**Given text:**
[Start of Attachment]

Dementia patients are at an increased risk of wandering away and getting lost. Such wandering can lead to dangerous outcomes such as malnutrition, increased risk of injury, exhaustion and even death.
In the U.S., several states issue a “Silver Alert,” similar to an Amber Alert for missing children, when an older person is reported as lost. Now Australian researchers at Queensland University of Technology (QUT) recommend a similar system for Australia.
“More than 425,000 Australians live with dementia, and a common, potentially life-threatening behavior linked to dementia is wandering,” said Dr. Margie MacAndrew from the QUT-based Dementia Centre for Research Collaboration: Carers and Consumers (DCRC-CC).
“My colleagues and I examined news articles published between 2011 and 2015 reporting on a missing person who had dementia. In that time, 130 missing person cases were reported, mostly men with an average age of 75.
“Of these, only 71 per cent were reported as being found and of those, 20 per cent were injured and another 20 per cent or 19 people were deceased.”
MacAndrew said the study is the first of its kind in Australia, and although there is an argument by some for the health benefits of wandering, including exercise and social interaction, it can be risky when it goes beyond safe limits.
“Characteristics of risky wandering include frequent and repetitive walking without resting, which can be very tiring. Also walking without knowing where you are and how to get back home without help from another person — in other words, wayfinding problems,” she said.
“Wandering can result in potentially life-threatening outcomes such as malnutrition, increased risk of falls, injury, exhaustion, hypothermia, becoming lost, and death. Not all people with dementia who wander become lost but they are much more likely to than their peers who do not have dementia.”
MacAndrew added that dementia patients most vulnerable to becoming lost included those with disturbed sleep, extroverted personalities, a diagnosis of Alzheimer’s disease or those with more advanced dementia.
“A similar study of newspaper reports in the United States alarmingly found most of the people with dementia who had died as a result of becoming lost were eventually found less than 1.6km (1 mile) from home,” she said.

[End of Attachment]

**Dataset excerpts:**
[Start of Attachment]

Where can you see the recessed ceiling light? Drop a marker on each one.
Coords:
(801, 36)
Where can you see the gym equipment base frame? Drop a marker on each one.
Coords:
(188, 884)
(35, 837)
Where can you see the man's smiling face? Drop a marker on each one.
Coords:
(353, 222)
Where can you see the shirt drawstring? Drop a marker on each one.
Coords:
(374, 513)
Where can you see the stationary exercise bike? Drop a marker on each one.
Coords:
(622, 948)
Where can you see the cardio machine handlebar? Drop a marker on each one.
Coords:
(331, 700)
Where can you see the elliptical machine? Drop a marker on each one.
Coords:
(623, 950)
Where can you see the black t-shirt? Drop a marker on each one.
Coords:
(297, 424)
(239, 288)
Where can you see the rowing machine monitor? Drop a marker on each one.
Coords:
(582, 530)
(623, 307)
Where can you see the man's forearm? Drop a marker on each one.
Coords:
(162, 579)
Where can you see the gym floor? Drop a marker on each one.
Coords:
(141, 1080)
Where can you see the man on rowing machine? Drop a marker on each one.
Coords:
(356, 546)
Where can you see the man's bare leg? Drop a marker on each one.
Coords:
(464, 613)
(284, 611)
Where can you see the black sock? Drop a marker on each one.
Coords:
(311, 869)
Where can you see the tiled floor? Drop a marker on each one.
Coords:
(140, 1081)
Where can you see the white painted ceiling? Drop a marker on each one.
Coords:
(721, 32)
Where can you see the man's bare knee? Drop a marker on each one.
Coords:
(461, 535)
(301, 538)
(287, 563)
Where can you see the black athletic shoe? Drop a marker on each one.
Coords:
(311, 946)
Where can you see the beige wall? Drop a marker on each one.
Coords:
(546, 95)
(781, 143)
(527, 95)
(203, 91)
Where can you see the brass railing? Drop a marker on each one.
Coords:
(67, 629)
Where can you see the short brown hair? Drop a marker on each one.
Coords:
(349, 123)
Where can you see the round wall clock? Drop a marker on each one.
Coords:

[End of Attachment]

**List of tasks:**
- a) From the dementia wandering article, write out the passage between "In the U.S., several" and "and Consumers (DCRC-CC).", inclusive.
- b) Answer these questions using the dementia wandering article.
(i) How many Australians live with dementia?
(ii) Between which years were the news articles examined published?
(iii) Within what distance of home were most of the people found who died after becoming lost, according to the study of U.S. newspaper reports?
These records were drawn from a separate source.

**Responses for each task:**
- a)
In the U.S., several states issue a “Silver Alert,” similar to an Amber Alert for missing children, when an older person is reported as lost. Now Australian researchers at Queensland University of Technology (QUT) recommend a similar system for Australia.
“More than 425,000 Australians live with dementia, and a common, potentially life-threatening behavior linked to dementia is wandering,” said Dr. Margie MacAndrew from the QUT-based Dementia Centre for Research Collaboration: Carers and Consumers (DCRC-CC).

- b)
(i) More than 425,000.
(ii) Between 2011 and 2015.
(iii) Less than 1.6km (1 mile).